▸ **Article**:
-*-

[v3,2/2] test/service: fix race condition on stopping lcore
Checks
Commit Message
This commit fixes a potential race condition in the tests
where the lcore running a service would increment a counter
that was already reset by the test-suite thread. The resulting
race-condition incremented value could cause CI failures, as
indicated by DPDK's CI.
This patch fixes the race-condition by making use of the
added rte_service_lcore_active() API, which indicates when
a service-core is no longer in the service-core polling loop.
The unit test makes use of the above function to detect when
all statistics increments are done in the service-core thread,
and then the unit test continues finalizing and checking state.
Fixes: f28f3594ded2 ("service: add attribute API")
Reported-by: David Marchand <david.marchand@redhat.com>
Signed-off-by: Harry van Haaren <harry.van.haaren@intel.com>
Reviewed-by: Phil Yang <phil.yang@arm.com>
---
v3:
- Refactor while() to for() to simplify (Harry)

-*-

A run of entries:
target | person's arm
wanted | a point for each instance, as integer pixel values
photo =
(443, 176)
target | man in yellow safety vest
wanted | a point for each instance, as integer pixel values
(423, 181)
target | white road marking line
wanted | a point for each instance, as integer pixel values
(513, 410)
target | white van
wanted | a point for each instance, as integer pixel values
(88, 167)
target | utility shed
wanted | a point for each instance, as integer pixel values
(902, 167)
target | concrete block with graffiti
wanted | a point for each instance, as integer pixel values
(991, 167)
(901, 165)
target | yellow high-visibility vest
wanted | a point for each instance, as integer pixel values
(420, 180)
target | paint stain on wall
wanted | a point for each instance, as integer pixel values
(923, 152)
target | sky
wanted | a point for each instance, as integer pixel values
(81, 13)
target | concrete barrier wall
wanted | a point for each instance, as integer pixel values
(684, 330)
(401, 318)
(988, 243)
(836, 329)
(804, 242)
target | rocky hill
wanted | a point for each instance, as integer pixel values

-*-

▸ **To do**:
[1] Can you extract the part of the commit message that begins at the words "The unit test makes" and stops after "and checking state."?
[2] How would you restate the paragraph of the commit message that begins "This commit fixes a potential race condition" more briefly, keeping its main facts?
Rely only on the commit message.

▸ **Task results**:
[1]
The unit test makes use of the above function to detect when
all statistics increments are done in the service-core thread,
and then the unit test continues finalizing and checking state.

[2] The commit fixes a possible race condition in the tests. The lcore running a service could increment a counter after the test-suite thread had already reset it. DPDK's CI indicated that the resulting incremented value could cause CI failures.